## Set task
Reproduce everything from "The content of this article is" down to "as in the UK." in the dividend stocks article, changing "UK" to "EU".

## Source excerpt
^^^^
These 3 dividend stocks are top of my shopping list

I think now is a great time to buy dividend stocks as the yields are incredibly high, with these three FTSE 100 companies particularly tempting.

The content of this article was relevant at the time of publishing. Circumstances change continuously and caution should therefore be exercised when relying upon any content contained within this article.

Shot of a young Black woman doing some paperwork in a modern office

Image source: Getty Images

When investing, your capital is at risk. The value of your investments can go down as well as up and you may get back less than you put in.

Read More

The content of this article is provided for information purposes only and is not intended to be, nor does it constitute, any form of personal advice. Investments in a currency other than sterling are exposed to currency exchange risk. Currency exchange rates are constantly changing, which may affect the value of the investment in sterling terms. You could lose money in sterling even if the stock price rises in the currency of origin. Stocks listed on overseas exchanges may be subject to additional dealing and exchange rate charges, and may have other tax implications, and may not provide the same, or any, regulatory protection as in the UK.

You’re reading a free article with opinions that may differ from The Motley Fool’s Premium Investing Services. Become a Motley Fool member today to get instant access to our top analyst recommendations, in-depth research, investing resources, and more. Learn More.

I am keen to go shopping for dividend stocks, as share valuations fall and yields rise. There are so many tempting income shares on the FTSE 100, I’m having trouble making my choice. The following three jump out, though.

To offer some respite against current volatility, I would consider buying dividend aristocrat National Grid (LSE: NG). It looks cheap today, with the share price falling 25% in the last six months. That has depressed its valuation to just 14.8 times earnings.
^^^^
## Provided records
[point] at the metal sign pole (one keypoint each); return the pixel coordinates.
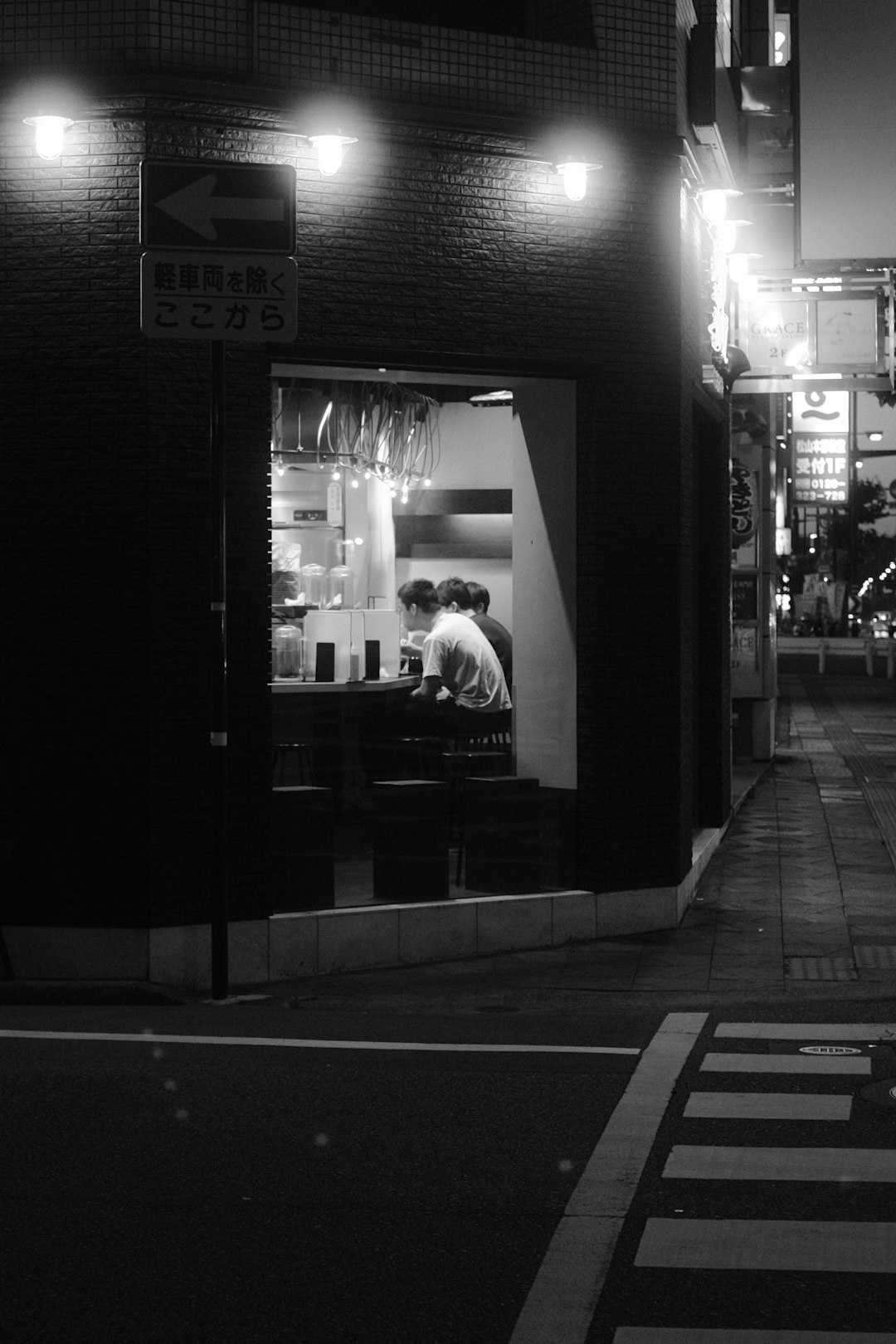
(218, 650)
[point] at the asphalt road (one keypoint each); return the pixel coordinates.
(238, 1190)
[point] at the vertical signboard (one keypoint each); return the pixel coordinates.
(821, 465)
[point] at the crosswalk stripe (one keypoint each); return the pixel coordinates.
(561, 1304)
(807, 1030)
(767, 1244)
(687, 1335)
(691, 1161)
(767, 1107)
(786, 1064)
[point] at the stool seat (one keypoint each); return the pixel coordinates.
(293, 762)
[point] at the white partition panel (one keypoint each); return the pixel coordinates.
(544, 576)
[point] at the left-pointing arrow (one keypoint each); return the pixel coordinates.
(195, 207)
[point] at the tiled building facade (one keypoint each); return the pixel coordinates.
(445, 244)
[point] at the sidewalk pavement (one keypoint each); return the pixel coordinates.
(798, 899)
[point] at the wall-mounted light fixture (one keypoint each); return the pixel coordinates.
(50, 134)
(727, 233)
(575, 177)
(713, 203)
(329, 151)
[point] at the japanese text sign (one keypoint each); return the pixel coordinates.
(821, 468)
(197, 296)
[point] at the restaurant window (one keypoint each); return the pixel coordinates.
(375, 485)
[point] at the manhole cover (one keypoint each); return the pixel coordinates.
(883, 1093)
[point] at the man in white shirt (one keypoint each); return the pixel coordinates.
(458, 659)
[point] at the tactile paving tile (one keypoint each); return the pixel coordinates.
(820, 968)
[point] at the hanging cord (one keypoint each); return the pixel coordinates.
(384, 429)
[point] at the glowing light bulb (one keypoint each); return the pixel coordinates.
(50, 134)
(575, 179)
(329, 152)
(727, 234)
(715, 206)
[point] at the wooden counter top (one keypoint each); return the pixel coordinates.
(290, 686)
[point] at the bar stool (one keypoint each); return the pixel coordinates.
(472, 757)
(292, 762)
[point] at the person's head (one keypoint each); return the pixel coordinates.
(480, 598)
(455, 594)
(419, 604)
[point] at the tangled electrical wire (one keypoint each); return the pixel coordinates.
(382, 431)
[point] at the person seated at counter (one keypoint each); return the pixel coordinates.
(473, 600)
(458, 660)
(497, 635)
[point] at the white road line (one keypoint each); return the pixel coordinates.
(785, 1064)
(155, 1038)
(767, 1244)
(688, 1161)
(867, 1031)
(563, 1298)
(767, 1107)
(674, 1335)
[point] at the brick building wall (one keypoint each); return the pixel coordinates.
(445, 244)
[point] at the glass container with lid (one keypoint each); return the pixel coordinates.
(288, 652)
(340, 585)
(314, 585)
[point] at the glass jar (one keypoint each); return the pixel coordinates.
(314, 585)
(288, 652)
(340, 587)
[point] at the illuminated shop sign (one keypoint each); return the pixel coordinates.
(821, 468)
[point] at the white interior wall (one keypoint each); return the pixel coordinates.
(544, 576)
(476, 455)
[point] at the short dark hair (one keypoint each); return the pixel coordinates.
(455, 590)
(479, 594)
(419, 593)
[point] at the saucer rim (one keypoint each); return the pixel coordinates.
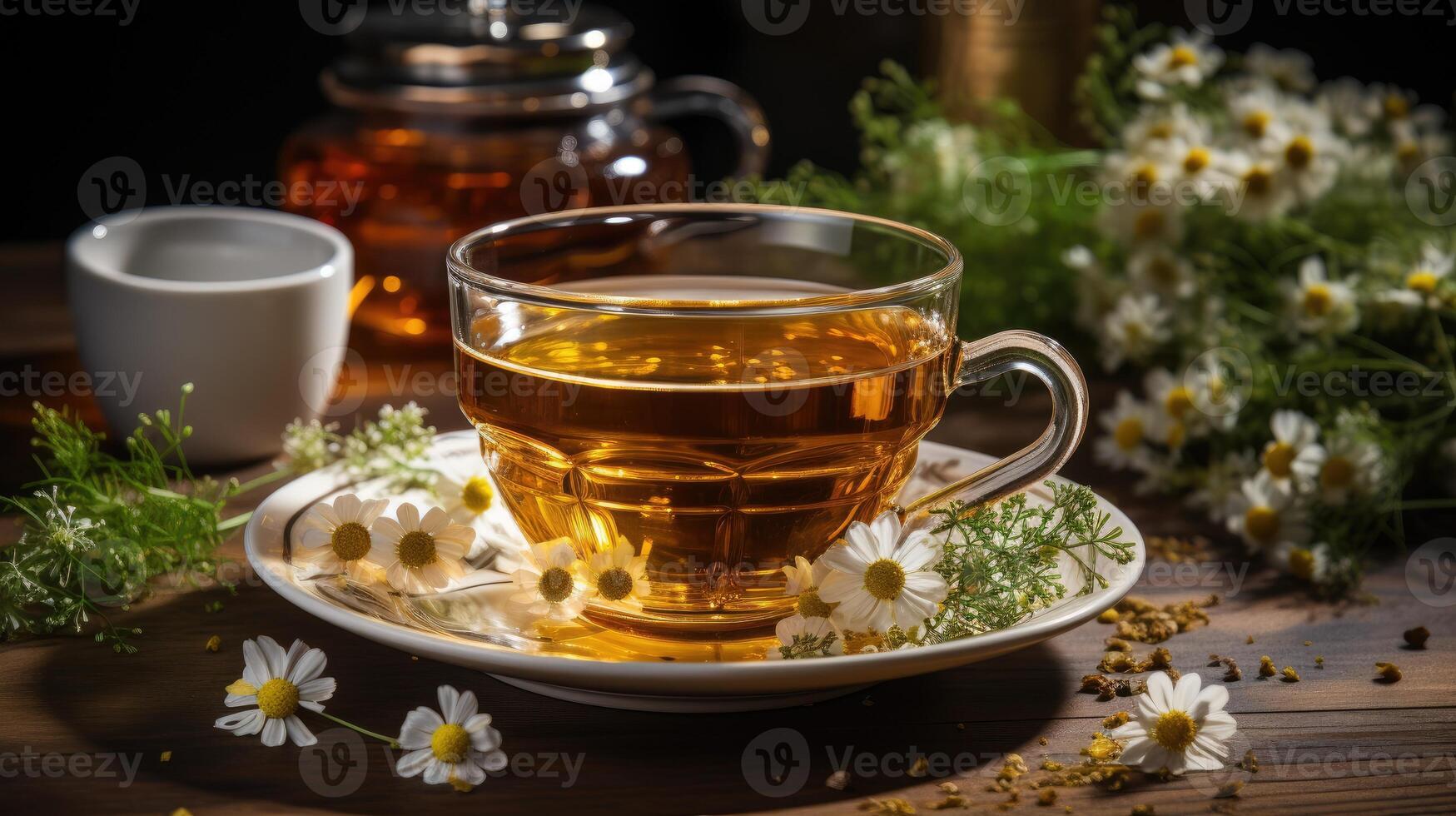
^^^^
## The solution
The content of this article is provided for information purposes only and is not intended to be, nor does it constitute, any form of personal advice. Investments in a currency other than sterling are exposed to currency exchange risk. Currency exchange rates are constantly changing, which may affect the value of the investment in sterling terms. You could lose money in sterling even if the stock price rises in the currency of origin. Stocks listed on overseas exchanges may be subject to additional dealing and exchange rate charges, and may have other tax implications, and may not provide the same, or any, regulatory protection as in the EU.